本文:
....
小澤 仁(おざわ・ひとし)
バンコック銀行執行副頭取。1977年東海銀行入行。2003年より現職。米国在住10年。バンコク在住24年。趣味:クラシック歌唱、サックス・フルート演奏。
タイの元陸軍司令官で現在のプラユット・チャンオチャ首相が軍事クーデターにより「国家平和秩序評議会」議長として実権を掌握したのが2014年5月22日。同年8月25日には、当時のプミポン国王(ラーマ9世)の任命を受けて正式に第37代首相に就任した。それからまもなく8年が経つ。その後、16年10月13日にプミポン国王が崩御すると、同年12月2日にワチラロンコン国王(ラーマ10世)が即位。17年には新憲法が公布され、かねて懸念されていた政治的混乱もなく、プラユット政権はワチラロンコン国王への引き継ぎを無事に完遂した。19年3月には民政移管のための下院議員選挙が行われたが、当初の予想を覆してソムキット元副首相たちによって結党された「国民国家の力の党(以下PPRP)」が第1党となり、プラユット首相が続投した。しかしそのソムキット元副首相も民政移管後に跋扈(ばっこ)し始めた金権政治家たちによって20年7月に放逐された(拙稿21年5月7日付第193回「コロナ禍の中で透けて見えるタイ政治の深層」ご参照)。
新型コロナウィルスによって人々の活動が制限されてきたため、タイ政局はしばらく、あまり動きがないまま推移してきたように見える。しかし現政権の任期満了を来年3月に控え、タイはまた政治の季節を迎えようとしている。今回は、少しずつ動き始めたタイの政局について考察してみたい。
◆タイ政治も利害関係中心で動いてきた
まずタイの政治を理解するうえで重要なことは、現在のタイの成り立ちが「アユタヤ・スコータイ王朝」「ランナータイ王国」「ランサーン王国」の三つからなることである。私たちバンコクに住む日本人がわずかながら触れるタイの歴史や文化は「アユタヤ・スコータイ王朝」のものであり、かなり偏った理解である。さらにこれに「華僑」という人たちが絡んでくる。
....
提供データ:
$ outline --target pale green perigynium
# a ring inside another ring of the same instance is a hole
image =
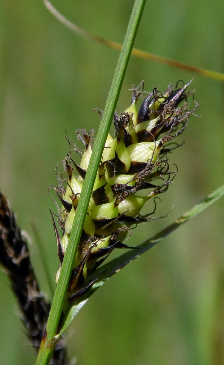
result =
[[[108,135],[103,153],[73,264],[69,301],[79,296],[80,288],[84,288],[80,292],[83,293],[88,276],[108,254],[115,248],[127,247],[122,241],[131,226],[152,219],[150,215],[141,215],[141,209],[149,199],[167,190],[175,174],[169,170],[171,146],[165,145],[183,132],[189,115],[197,107],[189,110],[187,98],[192,92],[186,89],[189,83],[180,88],[169,85],[163,93],[154,89],[138,112],[136,103],[143,93],[142,82],[138,88],[132,88],[130,106],[119,116],[115,116],[116,137],[113,139]],[[67,187],[60,183],[56,189],[63,205],[58,215],[61,239],[54,225],[60,265],[93,147],[92,132],[78,133],[85,146],[80,165],[69,153],[65,160]],[[145,196],[136,193],[149,188],[151,191]]]

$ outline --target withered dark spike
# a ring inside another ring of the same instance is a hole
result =
[[[5,198],[0,192],[0,262],[7,272],[17,299],[20,317],[28,337],[37,352],[44,335],[51,305],[40,291],[27,242]],[[50,364],[68,364],[64,340],[61,338],[56,345]]]
[[[55,189],[55,190],[58,197],[65,209],[68,213],[70,213],[72,210],[72,204],[71,203],[69,203],[69,202],[67,201],[66,200],[64,200],[64,199],[63,199],[57,189]]]
[[[83,169],[81,166],[79,166],[79,165],[77,165],[72,158],[71,158],[71,161],[72,161],[74,164],[74,166],[75,167],[78,173],[80,175],[81,177],[83,179],[83,180],[84,180],[86,174],[86,170],[85,169]]]
[[[53,222],[53,225],[54,227],[54,229],[55,230],[55,237],[56,237],[56,241],[57,242],[57,254],[58,255],[58,257],[60,261],[60,263],[61,265],[62,264],[62,262],[63,262],[63,260],[64,259],[64,253],[63,250],[63,248],[61,246],[61,239],[60,238],[60,237],[59,236],[58,231],[57,230],[57,228],[56,226],[56,224],[55,224],[55,220],[53,213],[51,211],[51,209],[50,209],[50,212],[51,213],[51,219],[52,219],[52,222]]]

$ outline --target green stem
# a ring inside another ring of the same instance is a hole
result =
[[[36,365],[48,365],[58,339],[58,327],[96,173],[146,0],[135,0],[82,189]]]

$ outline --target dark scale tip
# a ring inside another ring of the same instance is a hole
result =
[[[153,93],[150,93],[146,99],[145,99],[140,107],[137,117],[137,124],[141,123],[143,122],[149,120],[150,105],[155,101],[155,99],[152,99],[152,95]]]
[[[105,187],[106,185],[104,184],[92,192],[92,196],[96,205],[109,203],[109,198],[105,192]]]
[[[52,219],[52,222],[53,222],[53,225],[54,227],[54,230],[55,230],[55,237],[56,237],[56,241],[57,242],[57,254],[58,255],[58,257],[60,261],[60,264],[61,265],[62,264],[63,262],[63,260],[64,260],[64,253],[63,250],[63,248],[62,246],[61,246],[61,239],[60,238],[60,236],[59,236],[59,233],[58,233],[58,231],[56,227],[56,224],[55,224],[55,222],[54,219],[54,217],[53,216],[53,213],[52,212],[50,209],[50,212],[51,213],[51,218]]]
[[[68,213],[69,213],[69,212],[71,211],[72,208],[72,204],[71,204],[71,203],[69,203],[69,202],[67,201],[67,200],[64,200],[63,199],[57,189],[55,189],[55,191],[56,192],[56,194],[57,195],[60,201],[62,204],[62,205],[64,208],[65,209]]]
[[[65,163],[66,164],[66,172],[68,174],[68,178],[69,179],[69,180],[71,180],[72,177],[72,172],[73,171],[73,169],[68,164],[67,160],[65,160]]]
[[[83,180],[84,180],[86,174],[86,170],[85,169],[81,167],[81,166],[79,166],[79,165],[77,165],[75,161],[73,161],[72,158],[71,158],[71,161],[73,162],[74,166],[76,169],[76,170],[78,173],[80,175],[82,178],[83,179]]]

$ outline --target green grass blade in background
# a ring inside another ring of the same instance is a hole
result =
[[[133,260],[152,248],[164,238],[165,238],[175,230],[180,227],[184,223],[195,218],[198,214],[207,209],[216,200],[222,197],[223,195],[224,195],[224,185],[223,185],[217,190],[209,194],[202,201],[180,217],[173,223],[166,227],[154,237],[138,245],[138,247],[139,247],[139,249],[136,248],[131,250],[126,253],[123,254],[120,257],[115,258],[108,264],[100,268],[94,274],[89,278],[90,282],[95,281],[96,279],[97,280],[90,289],[88,294],[87,298],[83,300],[77,304],[72,305],[71,308],[69,308],[67,314],[65,315],[60,334],[61,334],[66,329],[74,317],[77,314],[81,308],[87,302],[88,299],[93,294],[96,289],[101,286],[106,280],[118,272],[121,269],[131,262]],[[135,290],[134,288],[133,290]]]
[[[121,43],[133,1],[52,3],[88,32]],[[54,284],[58,258],[49,208],[57,210],[48,189],[57,183],[55,167],[68,151],[65,130],[75,141],[80,123],[88,131],[98,130],[100,118],[92,110],[104,108],[118,53],[75,36],[41,1],[24,0],[22,6],[20,2],[2,1],[0,8],[1,189],[16,212],[18,224],[31,236],[32,262],[47,295],[31,222],[44,243]],[[147,1],[135,46],[186,65],[221,70],[224,8],[222,0]],[[221,83],[131,58],[118,114],[129,105],[128,90],[133,84],[143,79],[150,91],[193,77],[196,100],[202,103],[201,118],[189,120],[184,145],[172,153],[179,172],[158,204],[158,215],[173,204],[175,208],[164,219],[133,230],[131,246],[154,236],[224,181]],[[59,169],[61,172],[63,167]],[[161,241],[149,257],[135,260],[97,291],[68,329],[74,334],[68,341],[70,353],[79,365],[105,365],[105,359],[108,365],[224,363],[223,217],[220,199]],[[15,298],[4,273],[0,276],[1,362],[34,364]]]

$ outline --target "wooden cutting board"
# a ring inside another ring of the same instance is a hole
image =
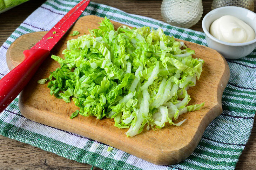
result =
[[[52,53],[63,56],[61,52],[66,48],[67,41],[76,38],[88,29],[97,28],[103,19],[94,16],[81,17],[58,43]],[[121,24],[112,22],[115,29]],[[73,30],[80,34],[68,36]],[[30,49],[47,31],[28,34],[18,38],[11,45],[6,54],[10,69],[24,59],[22,52]],[[128,138],[124,133],[128,129],[119,129],[114,126],[113,119],[97,120],[94,117],[80,115],[70,119],[72,113],[78,109],[73,102],[66,103],[51,96],[47,83],[40,84],[36,81],[48,77],[50,72],[60,66],[50,58],[46,59],[19,99],[19,106],[24,116],[34,121],[75,133],[106,143],[159,165],[177,163],[188,157],[198,145],[206,128],[222,111],[221,97],[229,77],[229,69],[223,57],[216,51],[208,47],[183,41],[188,47],[194,50],[194,56],[204,60],[203,72],[195,87],[188,91],[192,98],[190,104],[205,102],[204,106],[197,111],[184,113],[177,121],[187,118],[180,127],[167,125],[161,129],[148,131],[144,129],[139,134]]]

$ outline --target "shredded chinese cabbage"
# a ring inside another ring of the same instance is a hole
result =
[[[196,85],[203,61],[194,51],[164,34],[160,28],[115,30],[105,18],[90,34],[69,40],[64,58],[52,58],[60,67],[51,73],[51,95],[70,102],[78,114],[101,119],[114,118],[115,126],[129,128],[133,136],[144,126],[162,128],[183,113],[197,110],[204,103],[187,106],[187,90]],[[45,80],[42,81],[43,81]]]

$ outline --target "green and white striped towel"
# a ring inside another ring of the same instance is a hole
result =
[[[9,71],[5,59],[10,45],[25,34],[49,30],[79,1],[48,0],[21,24],[0,48],[0,78]],[[94,15],[135,27],[160,27],[175,37],[207,45],[204,34],[172,27],[92,2],[83,15]],[[76,134],[42,125],[21,114],[18,98],[0,114],[0,134],[105,170],[233,170],[250,135],[256,110],[256,50],[228,60],[230,77],[223,94],[223,112],[208,127],[192,155],[180,163],[157,165]]]

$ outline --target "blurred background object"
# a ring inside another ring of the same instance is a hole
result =
[[[0,0],[0,13],[29,0]]]
[[[211,9],[227,6],[242,7],[252,12],[254,10],[253,0],[213,0]]]
[[[161,13],[164,21],[170,25],[188,28],[202,17],[202,0],[163,0]]]

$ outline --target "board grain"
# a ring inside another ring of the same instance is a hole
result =
[[[97,28],[102,18],[93,16],[81,17],[52,52],[62,56],[67,41],[75,38],[88,29]],[[122,24],[112,22],[115,29]],[[80,34],[68,36],[73,30]],[[18,38],[8,49],[6,57],[10,69],[22,61],[22,52],[31,48],[47,32],[30,33]],[[57,32],[58,34],[58,32]],[[194,50],[195,57],[203,59],[203,71],[196,85],[188,91],[192,98],[191,104],[205,102],[200,110],[186,113],[179,117],[177,121],[188,119],[181,126],[167,125],[154,131],[144,130],[140,134],[127,138],[127,129],[115,127],[114,120],[97,120],[92,116],[79,115],[69,117],[78,109],[74,103],[66,103],[49,94],[47,84],[39,84],[38,80],[48,77],[50,72],[59,67],[50,57],[46,59],[20,96],[19,106],[25,117],[35,121],[77,133],[106,143],[146,161],[159,165],[179,162],[188,157],[197,146],[206,127],[222,111],[221,96],[229,77],[229,70],[223,57],[216,51],[207,47],[183,41]]]

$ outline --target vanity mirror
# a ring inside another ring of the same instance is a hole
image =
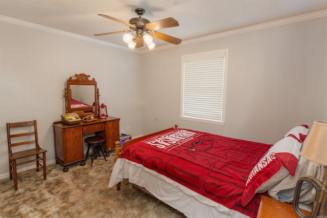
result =
[[[97,115],[99,107],[99,89],[94,78],[90,75],[75,74],[76,78],[70,77],[65,88],[65,113],[75,113],[80,117],[91,114]]]

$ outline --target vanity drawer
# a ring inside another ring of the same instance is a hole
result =
[[[73,149],[66,151],[66,163],[72,163],[84,160],[83,149],[81,148]]]
[[[105,123],[98,123],[95,125],[87,125],[83,127],[83,133],[94,133],[106,129]]]
[[[66,150],[81,147],[82,146],[82,137],[71,137],[65,139],[65,145]]]
[[[107,122],[107,125],[108,128],[119,128],[119,120],[113,120],[110,122]]]
[[[65,136],[66,137],[72,137],[78,136],[82,135],[82,128],[67,128],[65,129]]]

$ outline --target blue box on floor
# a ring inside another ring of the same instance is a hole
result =
[[[130,139],[132,139],[131,135],[127,135],[124,134],[123,133],[121,133],[121,134],[119,135],[119,140],[121,142],[121,147],[123,146],[124,142],[125,142],[125,141],[129,140]]]

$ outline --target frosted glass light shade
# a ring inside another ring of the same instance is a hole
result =
[[[134,49],[136,45],[136,42],[133,40],[130,41],[127,44],[127,46],[128,46],[128,48],[129,48],[131,49]]]
[[[123,39],[124,41],[126,43],[129,43],[133,40],[134,36],[131,33],[126,33],[123,36]]]
[[[144,34],[143,35],[143,39],[144,39],[144,41],[145,42],[145,43],[148,45],[152,42],[153,38],[152,38],[152,36],[150,36],[150,35]]]
[[[155,44],[153,42],[149,44],[147,44],[147,46],[148,46],[148,48],[149,48],[149,49],[150,49],[150,50],[152,50],[154,48],[154,47],[155,47]]]
[[[300,155],[327,166],[327,121],[314,121]]]

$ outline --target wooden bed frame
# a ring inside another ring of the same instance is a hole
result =
[[[155,135],[157,135],[158,134],[160,133],[164,132],[166,132],[168,130],[171,130],[171,129],[174,129],[174,128],[177,128],[177,127],[178,127],[178,125],[177,124],[175,124],[175,126],[174,127],[171,127],[171,128],[168,128],[167,129],[164,129],[164,130],[161,130],[160,131],[158,131],[158,132],[156,132],[155,133],[151,133],[149,135],[147,135],[145,136],[141,136],[140,137],[137,137],[135,139],[131,139],[130,140],[127,140],[127,141],[125,141],[124,142],[124,144],[123,145],[123,146],[121,147],[121,143],[119,141],[116,141],[116,142],[115,142],[114,144],[115,144],[115,161],[117,161],[117,159],[118,159],[118,158],[119,157],[119,156],[120,155],[122,151],[123,150],[124,150],[125,149],[125,148],[126,148],[126,147],[127,147],[128,145],[129,145],[130,144],[135,142],[137,142],[138,141],[141,140],[142,139],[145,139],[146,138],[147,138],[149,136],[153,136]],[[148,191],[147,191],[145,188],[140,187],[137,185],[131,183],[131,184],[132,184],[133,186],[135,186],[137,188],[138,188],[139,189],[141,189],[142,191],[148,193],[149,194],[153,196],[153,195],[152,194],[151,194],[150,192],[149,192]],[[120,182],[119,183],[118,183],[117,185],[116,185],[116,186],[117,187],[117,190],[119,191],[121,190],[121,183]],[[153,196],[154,197],[154,196]]]

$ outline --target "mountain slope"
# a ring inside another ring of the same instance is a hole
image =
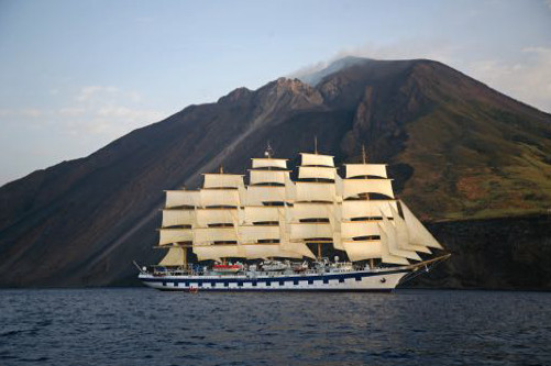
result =
[[[551,207],[551,117],[430,60],[353,63],[313,88],[278,79],[191,106],[78,160],[0,188],[0,285],[109,285],[151,262],[163,189],[200,173],[245,173],[278,156],[388,162],[421,218],[472,219]]]

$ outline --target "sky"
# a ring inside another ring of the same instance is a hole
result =
[[[440,60],[551,112],[551,0],[0,0],[0,186],[348,55]]]

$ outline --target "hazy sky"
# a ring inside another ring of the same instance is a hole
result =
[[[0,185],[344,55],[441,60],[551,112],[551,0],[0,0]]]

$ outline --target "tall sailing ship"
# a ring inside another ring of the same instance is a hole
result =
[[[156,247],[167,253],[158,265],[136,265],[140,280],[191,292],[389,291],[450,256],[395,198],[385,164],[368,164],[363,152],[341,178],[317,148],[300,162],[293,181],[268,146],[252,159],[249,185],[220,168],[199,190],[166,191]]]

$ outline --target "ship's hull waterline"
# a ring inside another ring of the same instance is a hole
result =
[[[332,274],[154,276],[141,274],[152,288],[172,291],[392,291],[411,268]]]

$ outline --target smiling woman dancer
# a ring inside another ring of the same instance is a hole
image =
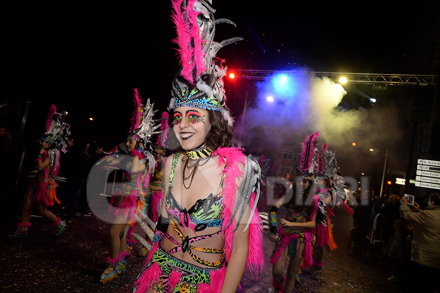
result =
[[[57,113],[56,111],[56,107],[52,105],[47,115],[44,134],[40,139],[40,154],[35,160],[38,170],[26,192],[22,220],[17,224],[17,230],[11,235],[12,238],[27,236],[34,204],[38,213],[52,222],[50,225],[55,228],[56,236],[64,231],[65,221],[47,210],[47,207],[53,206],[55,202],[60,204],[55,193],[57,184],[54,177],[60,169],[60,150],[66,152],[70,135],[70,126],[65,120],[66,113]]]
[[[183,68],[174,81],[170,106],[181,149],[166,161],[162,211],[134,291],[235,292],[245,268],[263,265],[261,222],[252,192],[259,166],[231,147],[224,71],[214,57],[221,45],[216,44],[215,51],[212,42],[214,10],[205,1],[174,1],[173,6],[178,36],[191,36],[177,40]],[[188,41],[195,62],[184,59]]]
[[[270,259],[273,264],[272,292],[291,292],[301,259],[306,267],[310,267],[312,263],[311,244],[316,226],[319,198],[317,195],[313,195],[310,189],[316,170],[314,155],[317,137],[317,132],[308,136],[302,144],[301,159],[295,169],[297,177],[295,186],[297,192],[290,198],[282,196],[270,209],[270,240],[277,243]],[[287,210],[286,218],[280,220],[281,227],[278,230],[276,212],[283,205]],[[290,260],[285,278],[282,274],[286,255]]]
[[[150,99],[142,105],[137,89],[134,89],[134,112],[132,126],[125,144],[121,144],[112,154],[104,159],[110,166],[122,166],[124,178],[115,188],[110,199],[109,211],[114,217],[110,225],[110,251],[107,257],[109,264],[101,276],[101,283],[105,284],[114,279],[118,273],[126,271],[125,257],[130,251],[126,250],[126,228],[132,215],[139,209],[143,210],[151,175],[154,172],[154,161],[146,150],[150,137],[158,126],[153,126],[153,105]],[[130,227],[129,233],[132,230]]]

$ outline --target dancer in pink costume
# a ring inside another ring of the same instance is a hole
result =
[[[52,105],[47,115],[44,134],[40,139],[41,149],[35,160],[38,170],[26,192],[22,220],[17,224],[15,234],[10,236],[12,238],[27,236],[34,204],[38,213],[51,222],[50,225],[55,228],[57,236],[64,232],[65,221],[47,210],[47,207],[53,206],[55,202],[60,204],[55,192],[57,186],[55,179],[60,169],[60,151],[66,152],[70,135],[70,126],[66,122],[66,113],[59,113],[56,111],[55,106]]]
[[[318,135],[317,132],[310,135],[302,144],[301,159],[295,169],[296,192],[291,196],[282,196],[269,211],[270,240],[276,243],[270,258],[273,264],[272,292],[291,292],[301,260],[307,267],[312,264],[312,245],[319,198],[313,195],[311,186],[316,171],[314,156]],[[280,220],[281,226],[278,230],[276,212],[283,206],[287,210],[286,218]],[[283,271],[286,255],[290,260],[285,277]]]
[[[169,108],[180,148],[166,161],[162,212],[134,291],[235,292],[244,270],[259,271],[264,259],[256,209],[260,167],[232,147],[225,70],[215,58],[238,40],[213,42],[215,10],[207,1],[173,5],[183,68]]]
[[[335,152],[328,149],[327,143],[316,150],[314,161],[317,167],[314,183],[319,200],[312,277],[319,280],[321,278],[324,249],[331,251],[337,248],[333,240],[330,220],[330,216],[334,215],[332,209],[335,206],[342,206],[351,214],[353,211],[342,200],[345,194],[345,182],[339,172]]]
[[[150,104],[150,99],[143,106],[137,88],[134,89],[134,111],[125,143],[119,145],[103,161],[107,165],[121,167],[124,178],[110,200],[109,211],[114,217],[109,232],[108,266],[101,276],[103,284],[126,271],[125,257],[131,252],[126,249],[126,235],[131,235],[134,226],[128,224],[138,210],[146,208],[148,198],[145,190],[154,172],[154,160],[147,147],[151,136],[158,133],[154,130],[159,126],[154,125],[153,105]]]

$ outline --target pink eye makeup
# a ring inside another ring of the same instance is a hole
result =
[[[206,124],[205,123],[205,115],[202,116],[196,114],[189,115],[188,117],[188,123],[189,124],[195,124],[199,122],[202,122],[203,124]]]
[[[186,113],[186,118],[187,120],[188,124],[195,124],[199,122],[202,122],[203,124],[206,124],[205,122],[205,116],[200,116],[200,113],[198,112],[193,111],[188,111]],[[174,114],[174,120],[172,123],[172,125],[174,126],[179,124],[182,122],[182,115],[179,113],[176,113]]]
[[[173,120],[173,122],[171,124],[173,126],[178,124],[180,122],[182,122],[182,115],[180,115],[178,113],[174,113],[174,120]]]

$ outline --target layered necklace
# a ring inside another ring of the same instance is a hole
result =
[[[184,164],[183,165],[183,172],[182,174],[182,178],[183,181],[183,186],[186,189],[189,189],[193,183],[193,179],[194,178],[194,174],[197,171],[197,168],[199,166],[202,166],[205,165],[209,161],[209,159],[212,157],[213,151],[208,146],[200,146],[197,148],[191,150],[188,150],[182,158],[182,162]],[[193,163],[191,166],[188,166],[188,163],[191,161]],[[201,164],[200,164],[201,162]],[[185,176],[185,171],[187,169],[191,169],[191,172],[187,177]],[[185,181],[191,178],[189,185],[186,187]]]

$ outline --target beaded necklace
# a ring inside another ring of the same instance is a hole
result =
[[[182,173],[182,179],[183,182],[183,186],[186,189],[189,189],[193,183],[193,179],[194,178],[194,174],[197,171],[197,168],[199,166],[202,166],[206,164],[209,161],[209,159],[212,157],[213,151],[208,146],[200,146],[194,149],[187,151],[185,156],[182,158],[182,162],[185,165],[183,165],[183,171]],[[190,166],[188,166],[190,161],[194,162]],[[202,164],[200,164],[200,162],[203,162]],[[191,169],[191,173],[187,176],[185,176],[185,171],[186,169]],[[188,187],[185,184],[185,180],[191,178],[189,185]]]

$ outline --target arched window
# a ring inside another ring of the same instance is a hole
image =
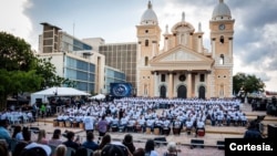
....
課題:
**a.** タイの政局を論じた本文から引いた次の一文を英語に訳しなさい。「17年には新憲法が公布され、かねて懸念されていた政治的混乱もなく、プラユット政権はワチラロンコン国王への引き継ぎを無事に完遂した。」
**b.** タイの政局を論じた本文は途中で終わっている。最後の文に続く部分を書きなさい。

解答一覧:
**a.** In 2017, a new constitution was promulgated, and without the political turmoil that had long been feared, the Prayut government successfully completed the transition to King Vajiralongkorn.

**b.**
こうした事情については拙稿(19年2月22日付第138回「歴史から紐解くタイの政治の現状」)をお読みいただきたい。いずれにしても、バンコクで報道され理解されるニュースだけではタイの政治の実情は理解できない。またタイの政治は「軍事政権vs民主政権」「王室派vs民主派」「タクシンvs反タクシン」といったような単純な二元論で語られることも多い。しかしこうした二元論は主張する人の強い思いが反映されているケースが多く、一方に与した見解を展開すると判断を誤る可能性が高くなる。古来、私たち人間は「勧善懲悪」の話が好きである。宗教における「神」と「悪魔」の絶対性などその典型である。しかし科学の力によって少しずつ私たちは「本能で生きる生物の一類型」であることがあぶり出されてきている。また、SNSの発達により今まで見ていなかった政治の裏側が人々に理解されてきた。日本の政治についても、最近では政策議論よりも政治家たちの人間関係や利害関係で政策が立案されている。田﨑史郎や杉村太蔵など政治の裏側を語るコメンテーター各氏がメディアにたびたび登場するが、これこそが日本の政治が「関係者たちの人間関係や利害関係」中心に動いていることの表れだろう。
タイでも同じことである。軍事政権下では国民の権利が制限される。しかし民政移管後の選挙で選ばれた政治家たちの汚職のすさまじさは軍人の比ではない。タクシン元首相は民主化のリーダーのように語られているが、国家利権に結びついた携帯電話会社の取引で自身に500億バーツ(約1700億円)の脱税の嫌疑がかかったまま海外に逃亡している。残念ながら、これもまた政治の一面なのであろう。私たちタイにいる日本人は、タイの政治状況が私たちの生活とビジネスにどのような影響を与えるかを冷静に見極めることが必要である。
◆陸軍司令官を経験した3人の結束
前置きが長くなったが、タイの政治は今後、どう動くのであろうか? 結論から言うと、以下のようなシナリオで動くと私は考えている。
①上院250議席、下院500議席で運営されているタイの国会は来年23年3月に任期満了となり、それまでに下院議員選挙が行われる。選挙法の改正により下院議員選挙のうち400議席が地方区、100議席が比例代表制になる見込みだ。地方区については東北部、北部、南部にしっかりとした地盤を持った議員が数多く存在し、これらの人たちが勝ち上がってくる見込みである。比例代表制は党名を記入するが、従来から広く名前の知られた民主党、タイ貢献党(タクシン派)が比較的強い。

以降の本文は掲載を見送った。